[Extract start]
When specifying a causal model, modellers have a number of options. These can be informed by field intelligence, priors, and even misguided attempts to find a significant result. Even with the best of intentions, research teams can reach entirely different conclusions using the same, or similar, data because of different choices made in preparing data or in modelling it.

Typically this happens when there isn’t a clear way to do ‘feature engineering’ on the data. For example, you have a high frequency time series which needs to be aggregated to a lower frequency: you could take the maximum, the minimum, or the average over each high frequency time period. A different choice may be appropriate in different settings.
[Extract end]
**Exercise set**.
**a)** In the extract on specifying causal models, what three choices are offered for aggregating a high frequency time series to a lower frequency?
**b)** Pick up the extract on specifying causal models where it stops and keep writing it.
[Information supplied start]
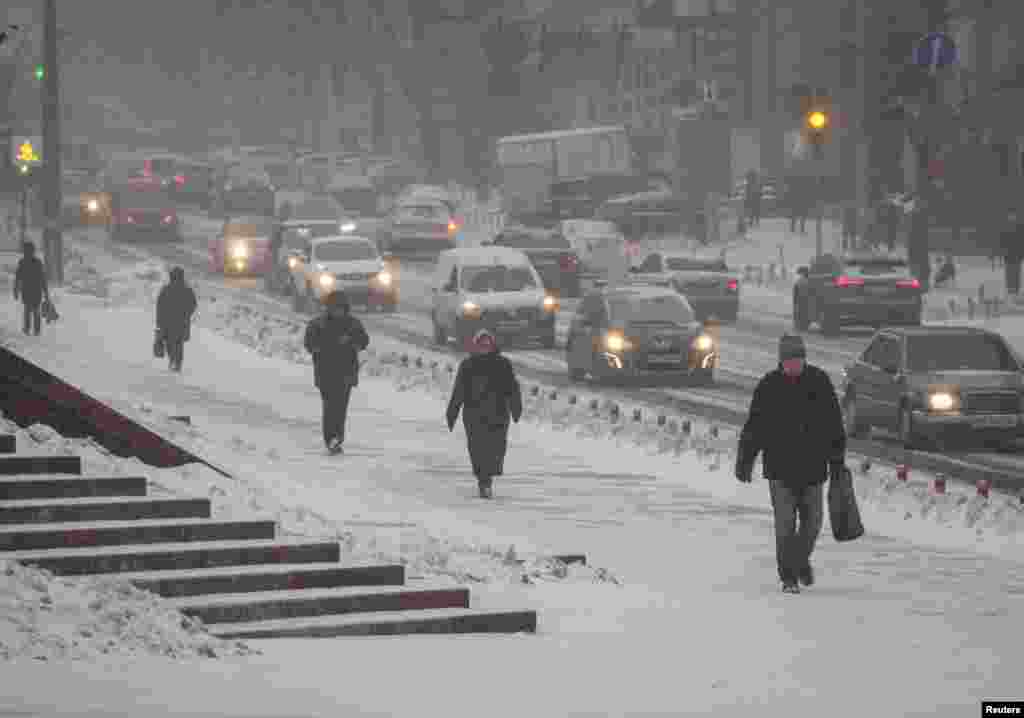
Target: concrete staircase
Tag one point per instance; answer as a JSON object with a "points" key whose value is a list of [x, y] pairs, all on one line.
{"points": [[239, 577]]}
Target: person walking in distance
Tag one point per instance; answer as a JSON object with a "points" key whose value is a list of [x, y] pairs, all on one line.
{"points": [[31, 288], [335, 340], [796, 424], [175, 306], [487, 393]]}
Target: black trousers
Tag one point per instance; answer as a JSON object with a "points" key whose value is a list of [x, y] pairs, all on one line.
{"points": [[795, 541], [33, 317], [335, 411]]}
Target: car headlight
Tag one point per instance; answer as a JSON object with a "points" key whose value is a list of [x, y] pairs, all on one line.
{"points": [[941, 402], [704, 343], [616, 342]]}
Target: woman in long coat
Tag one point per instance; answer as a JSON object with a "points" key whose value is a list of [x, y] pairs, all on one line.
{"points": [[487, 394]]}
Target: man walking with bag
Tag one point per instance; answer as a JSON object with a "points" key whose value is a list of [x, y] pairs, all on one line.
{"points": [[796, 424], [335, 340], [31, 288]]}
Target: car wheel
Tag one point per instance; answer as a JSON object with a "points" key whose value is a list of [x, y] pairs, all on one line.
{"points": [[801, 317], [855, 426], [907, 434]]}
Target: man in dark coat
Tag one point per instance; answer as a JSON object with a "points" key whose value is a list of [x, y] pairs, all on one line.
{"points": [[175, 306], [335, 340], [487, 393], [31, 287], [797, 424]]}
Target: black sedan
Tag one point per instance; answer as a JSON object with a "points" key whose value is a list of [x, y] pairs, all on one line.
{"points": [[933, 384]]}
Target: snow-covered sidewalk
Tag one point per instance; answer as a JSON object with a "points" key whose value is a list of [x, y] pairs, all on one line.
{"points": [[680, 613]]}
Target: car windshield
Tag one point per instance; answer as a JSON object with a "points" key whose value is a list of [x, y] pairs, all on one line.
{"points": [[145, 199], [360, 201], [950, 352], [875, 266], [248, 227], [316, 209], [684, 264], [434, 212], [315, 230], [668, 308], [497, 278], [532, 242], [344, 251]]}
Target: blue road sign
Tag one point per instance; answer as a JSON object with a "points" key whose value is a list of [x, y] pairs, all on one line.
{"points": [[935, 51]]}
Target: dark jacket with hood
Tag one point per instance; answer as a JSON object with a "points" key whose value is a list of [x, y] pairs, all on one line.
{"points": [[486, 393], [175, 306], [30, 279], [335, 343], [797, 424]]}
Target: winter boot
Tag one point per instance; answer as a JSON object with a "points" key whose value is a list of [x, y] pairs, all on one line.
{"points": [[807, 576]]}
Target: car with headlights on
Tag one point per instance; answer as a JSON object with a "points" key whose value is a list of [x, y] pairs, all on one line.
{"points": [[638, 332], [345, 262], [933, 384], [708, 284], [243, 247], [855, 290], [495, 288]]}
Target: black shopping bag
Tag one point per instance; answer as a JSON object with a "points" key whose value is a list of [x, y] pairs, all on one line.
{"points": [[159, 344], [843, 511]]}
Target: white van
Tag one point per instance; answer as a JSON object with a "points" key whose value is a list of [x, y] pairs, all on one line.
{"points": [[495, 288], [601, 247]]}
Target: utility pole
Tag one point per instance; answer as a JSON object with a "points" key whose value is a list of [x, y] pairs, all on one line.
{"points": [[52, 238]]}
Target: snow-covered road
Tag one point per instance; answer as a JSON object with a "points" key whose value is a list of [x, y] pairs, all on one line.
{"points": [[921, 617]]}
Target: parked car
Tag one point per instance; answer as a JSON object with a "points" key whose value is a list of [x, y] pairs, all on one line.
{"points": [[933, 384], [495, 288], [553, 257], [637, 332], [856, 290], [708, 284], [243, 247]]}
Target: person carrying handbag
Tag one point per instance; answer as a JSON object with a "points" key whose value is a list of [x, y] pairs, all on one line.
{"points": [[796, 424]]}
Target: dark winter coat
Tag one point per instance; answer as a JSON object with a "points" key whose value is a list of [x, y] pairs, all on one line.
{"points": [[336, 361], [175, 306], [487, 394], [30, 280], [797, 424]]}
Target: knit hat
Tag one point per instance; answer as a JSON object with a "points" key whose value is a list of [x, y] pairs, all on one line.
{"points": [[792, 346]]}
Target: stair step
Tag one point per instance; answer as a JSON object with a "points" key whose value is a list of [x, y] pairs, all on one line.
{"points": [[388, 624], [320, 601], [36, 537], [205, 554], [70, 488], [101, 509], [239, 579], [17, 465]]}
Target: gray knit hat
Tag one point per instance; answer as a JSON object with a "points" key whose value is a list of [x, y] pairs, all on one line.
{"points": [[792, 346]]}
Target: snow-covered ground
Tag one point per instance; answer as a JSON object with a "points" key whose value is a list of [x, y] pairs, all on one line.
{"points": [[678, 615]]}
[Information supplied end]
**Answers to the exercise**.
**a)** Taking the maximum, the minimum, or the average over each high frequency time period.

**b)**
There’s formal evidence that researchers really do make different decisions; this study gave the same research question - whether soccer referees are more likely to give red cards to dark-skin-toned players than to light-skin-toned players - to 29 different teams. From the abstract of that paper:

Analytic approaches varied widely across the teams, and the estimated effect sizes ranged from 0.89 to 2.93 (Mdn = 1.31) in odds-ratio units. Twenty teams (69%) found a statistically significant positive effect, and 9 teams (31%) did not observe a significant relationship. Overall, the 29 different analyses used 21 unique combinations of covariates. Neither analysts’ prior beliefs about the effect of interest nor their level of expertise readily explained the variation in the outcomes of the analyses. Peer ratings of the quality of the analyses also did not account for the variability.

So not only were different decisions made, there seems to be no clearly identifiable reason for them (although, getting a bit meta, perhaps other authors would have analysed this question differently!)

There is usually scope for reasonable alternative model specifications when estimating causal coefficients, and those coefficients will vary with those specifications. Let’s abuse notation and call this property

\[\frac{\text{d} \beta}{\text{d} \text{ specification}}\]where $\beta$ is the coefficient of interest.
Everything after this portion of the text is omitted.